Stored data
START
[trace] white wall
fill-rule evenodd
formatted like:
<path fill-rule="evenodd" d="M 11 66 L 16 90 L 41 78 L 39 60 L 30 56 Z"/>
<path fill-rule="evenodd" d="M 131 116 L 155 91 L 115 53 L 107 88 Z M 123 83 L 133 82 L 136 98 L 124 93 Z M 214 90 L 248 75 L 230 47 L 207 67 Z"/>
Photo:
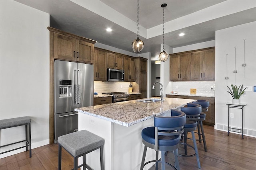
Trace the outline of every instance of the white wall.
<path fill-rule="evenodd" d="M 0 23 L 0 119 L 30 117 L 32 148 L 46 145 L 49 15 L 15 1 L 1 0 Z M 0 145 L 24 139 L 24 129 L 0 130 Z M 0 152 L 8 148 L 1 148 Z M 24 150 L 2 154 L 0 158 Z"/>
<path fill-rule="evenodd" d="M 218 31 L 216 33 L 216 100 L 215 128 L 227 130 L 227 102 L 232 102 L 232 98 L 227 92 L 226 86 L 230 84 L 252 87 L 256 85 L 256 22 L 241 25 Z M 245 39 L 245 61 L 247 66 L 243 67 L 244 63 L 244 41 Z M 236 48 L 236 66 L 235 70 L 235 47 Z M 226 55 L 228 54 L 227 67 Z M 229 79 L 226 80 L 227 76 Z M 246 104 L 244 109 L 244 132 L 245 134 L 256 137 L 255 109 L 254 106 L 256 93 L 252 90 L 246 91 L 245 95 L 240 98 L 241 103 Z M 231 118 L 232 126 L 241 127 L 241 111 L 232 109 L 230 112 L 234 113 Z"/>

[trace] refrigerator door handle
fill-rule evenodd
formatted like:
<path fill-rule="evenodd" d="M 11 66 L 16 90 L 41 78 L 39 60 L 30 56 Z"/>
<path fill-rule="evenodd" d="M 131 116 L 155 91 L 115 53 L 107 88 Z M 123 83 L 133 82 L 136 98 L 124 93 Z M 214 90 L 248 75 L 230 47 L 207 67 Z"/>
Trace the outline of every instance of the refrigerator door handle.
<path fill-rule="evenodd" d="M 75 83 L 74 83 L 74 104 L 77 104 L 78 103 L 78 85 L 77 83 L 77 75 L 76 73 L 76 71 L 77 70 L 74 70 L 74 73 L 75 73 Z"/>
<path fill-rule="evenodd" d="M 80 70 L 77 70 L 77 98 L 78 98 L 78 104 L 80 104 L 81 102 L 81 71 Z"/>

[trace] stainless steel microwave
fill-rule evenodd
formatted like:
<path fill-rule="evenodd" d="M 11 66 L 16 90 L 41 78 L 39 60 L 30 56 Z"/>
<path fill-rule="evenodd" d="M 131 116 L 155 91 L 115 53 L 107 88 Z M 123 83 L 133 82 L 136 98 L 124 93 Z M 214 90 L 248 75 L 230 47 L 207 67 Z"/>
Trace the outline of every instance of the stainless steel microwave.
<path fill-rule="evenodd" d="M 124 70 L 113 68 L 108 68 L 108 81 L 124 81 Z"/>

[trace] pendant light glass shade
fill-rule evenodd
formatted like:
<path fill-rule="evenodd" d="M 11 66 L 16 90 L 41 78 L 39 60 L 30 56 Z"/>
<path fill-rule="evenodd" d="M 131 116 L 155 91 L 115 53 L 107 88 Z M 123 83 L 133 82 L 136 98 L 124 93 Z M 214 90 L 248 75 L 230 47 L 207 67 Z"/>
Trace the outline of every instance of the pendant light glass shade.
<path fill-rule="evenodd" d="M 139 53 L 144 48 L 144 42 L 143 41 L 139 39 L 140 35 L 139 35 L 139 0 L 138 0 L 138 15 L 137 16 L 138 18 L 137 27 L 138 31 L 137 32 L 138 35 L 137 38 L 134 39 L 132 43 L 132 50 L 136 53 Z"/>
<path fill-rule="evenodd" d="M 161 64 L 161 61 L 160 61 L 159 60 L 155 61 L 155 64 Z"/>
<path fill-rule="evenodd" d="M 161 7 L 164 8 L 163 12 L 163 51 L 161 52 L 159 54 L 158 59 L 159 60 L 162 61 L 165 61 L 168 59 L 169 58 L 169 54 L 164 51 L 164 7 L 167 6 L 166 4 L 163 4 L 161 5 Z"/>
<path fill-rule="evenodd" d="M 169 54 L 165 52 L 165 51 L 163 51 L 161 52 L 159 55 L 158 59 L 159 60 L 162 61 L 165 61 L 168 59 L 169 58 Z"/>
<path fill-rule="evenodd" d="M 139 53 L 144 48 L 144 42 L 142 40 L 139 39 L 139 38 L 137 38 L 132 42 L 132 46 L 134 52 Z"/>

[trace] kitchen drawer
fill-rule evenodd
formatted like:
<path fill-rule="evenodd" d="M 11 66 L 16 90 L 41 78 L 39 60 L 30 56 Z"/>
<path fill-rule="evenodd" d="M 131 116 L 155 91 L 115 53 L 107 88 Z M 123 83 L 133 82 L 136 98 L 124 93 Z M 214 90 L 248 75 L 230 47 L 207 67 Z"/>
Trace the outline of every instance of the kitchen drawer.
<path fill-rule="evenodd" d="M 136 94 L 136 99 L 140 99 L 141 98 L 141 94 Z"/>
<path fill-rule="evenodd" d="M 94 98 L 93 99 L 93 105 L 96 106 L 112 103 L 112 96 Z"/>
<path fill-rule="evenodd" d="M 129 96 L 129 100 L 135 100 L 136 99 L 136 94 L 130 94 Z"/>
<path fill-rule="evenodd" d="M 166 98 L 179 98 L 180 99 L 187 99 L 187 96 L 182 96 L 182 95 L 172 95 L 172 94 L 166 94 Z"/>

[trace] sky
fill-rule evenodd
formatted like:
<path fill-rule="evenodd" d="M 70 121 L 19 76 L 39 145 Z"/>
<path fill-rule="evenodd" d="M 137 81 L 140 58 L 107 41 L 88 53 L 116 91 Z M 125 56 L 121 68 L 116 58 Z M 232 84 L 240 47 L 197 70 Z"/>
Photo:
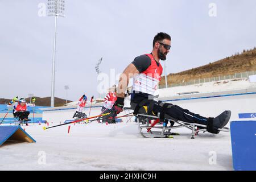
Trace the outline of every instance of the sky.
<path fill-rule="evenodd" d="M 112 86 L 135 57 L 150 53 L 159 32 L 172 38 L 168 74 L 256 46 L 255 0 L 65 1 L 55 79 L 55 96 L 64 99 L 64 85 L 68 100 L 98 97 L 102 81 Z M 55 20 L 42 14 L 47 3 L 0 0 L 0 98 L 51 96 Z M 104 80 L 95 69 L 101 57 Z"/>

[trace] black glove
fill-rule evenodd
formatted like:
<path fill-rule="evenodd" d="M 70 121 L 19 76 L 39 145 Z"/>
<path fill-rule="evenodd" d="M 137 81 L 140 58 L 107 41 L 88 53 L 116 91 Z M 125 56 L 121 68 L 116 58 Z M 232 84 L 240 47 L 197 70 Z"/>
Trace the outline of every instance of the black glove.
<path fill-rule="evenodd" d="M 124 105 L 124 98 L 117 97 L 115 104 L 112 107 L 112 112 L 115 112 L 116 114 L 119 114 L 123 111 L 123 107 Z"/>

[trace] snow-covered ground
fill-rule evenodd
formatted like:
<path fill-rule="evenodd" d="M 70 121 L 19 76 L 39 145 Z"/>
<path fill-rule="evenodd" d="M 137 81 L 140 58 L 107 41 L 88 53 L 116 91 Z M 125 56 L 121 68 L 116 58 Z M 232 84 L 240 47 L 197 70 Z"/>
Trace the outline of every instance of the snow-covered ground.
<path fill-rule="evenodd" d="M 199 93 L 178 94 L 195 91 Z M 204 94 L 211 96 L 211 93 L 231 94 L 170 102 L 205 116 L 214 117 L 230 109 L 230 121 L 236 121 L 240 113 L 255 112 L 255 93 L 246 94 L 255 91 L 255 82 L 241 79 L 161 89 L 159 97 L 168 101 L 177 97 L 192 98 L 196 94 L 201 97 Z M 232 96 L 234 93 L 245 94 Z M 75 102 L 75 105 L 44 111 L 49 126 L 72 118 Z M 101 107 L 96 107 L 98 105 L 100 104 L 93 104 L 91 115 L 101 113 Z M 88 114 L 89 109 L 85 108 L 84 112 Z M 145 138 L 138 134 L 136 123 L 127 122 L 125 118 L 123 121 L 108 125 L 97 122 L 72 125 L 69 134 L 68 125 L 46 131 L 42 129 L 43 125 L 38 124 L 23 126 L 36 143 L 6 143 L 1 146 L 0 170 L 233 169 L 229 133 L 201 133 L 192 139 L 191 131 L 183 128 L 173 131 L 180 134 L 174 136 L 174 139 Z M 44 164 L 42 164 L 43 154 L 46 155 Z"/>
<path fill-rule="evenodd" d="M 248 78 L 236 78 L 209 82 L 196 85 L 175 86 L 159 90 L 160 98 L 181 96 L 184 92 L 198 92 L 198 94 L 206 94 L 220 92 L 232 92 L 234 90 L 256 90 L 256 82 L 250 82 Z M 196 95 L 197 94 L 192 94 Z M 181 96 L 182 97 L 182 96 Z M 183 96 L 184 97 L 184 96 Z"/>
<path fill-rule="evenodd" d="M 43 126 L 22 127 L 36 143 L 0 147 L 0 170 L 233 170 L 229 133 L 192 139 L 189 130 L 180 129 L 174 139 L 144 138 L 125 119 L 72 124 L 69 134 L 67 125 L 45 131 Z"/>

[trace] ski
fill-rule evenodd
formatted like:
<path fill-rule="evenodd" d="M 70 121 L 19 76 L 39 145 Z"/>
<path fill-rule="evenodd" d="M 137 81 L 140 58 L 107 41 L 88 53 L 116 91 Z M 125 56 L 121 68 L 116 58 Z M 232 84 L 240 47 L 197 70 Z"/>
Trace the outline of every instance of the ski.
<path fill-rule="evenodd" d="M 68 123 L 63 123 L 63 124 L 55 125 L 55 126 L 48 127 L 46 127 L 44 126 L 43 127 L 43 129 L 44 130 L 46 130 L 46 129 L 51 129 L 51 128 L 52 128 L 52 127 L 55 127 L 63 126 L 63 125 L 65 125 L 75 123 L 79 122 L 80 122 L 80 121 L 84 121 L 84 120 L 86 120 L 86 119 L 92 119 L 92 118 L 100 117 L 101 116 L 107 115 L 109 115 L 109 114 L 110 114 L 110 113 L 105 113 L 105 114 L 101 114 L 101 115 L 98 115 L 93 116 L 93 117 L 90 117 L 90 118 L 85 118 L 85 119 L 79 119 L 79 120 L 77 120 L 77 121 L 72 121 L 72 122 L 68 122 Z"/>

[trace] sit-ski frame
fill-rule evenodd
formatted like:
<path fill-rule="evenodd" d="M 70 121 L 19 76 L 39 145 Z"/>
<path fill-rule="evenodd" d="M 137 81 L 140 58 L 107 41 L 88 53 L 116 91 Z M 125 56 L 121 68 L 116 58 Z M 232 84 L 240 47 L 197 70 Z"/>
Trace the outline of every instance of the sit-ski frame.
END
▶ [Goal of the exercise]: Recast the items starting with the line containing "[trace] black glove" and continuing through the line containing "124 105 L 124" as a two-column CSV with the columns text and answer. Give one row per item, placing each value in a single quoted field with its line breaks replaced by spaces.

▶ [Written answer]:
text,answer
"[trace] black glove fill-rule evenodd formatted like: <path fill-rule=""evenodd"" d=""M 70 121 L 19 76 L 39 145 Z""/> <path fill-rule=""evenodd"" d=""M 137 81 L 140 58 L 107 41 L 88 53 L 116 91 Z M 125 56 L 121 68 L 116 58 Z M 232 84 L 240 47 L 197 70 Z""/> Trace the outline of every instance of the black glove.","<path fill-rule=""evenodd"" d=""M 124 105 L 124 98 L 117 97 L 115 104 L 112 107 L 112 112 L 115 112 L 116 114 L 119 114 L 123 111 L 123 107 Z""/>"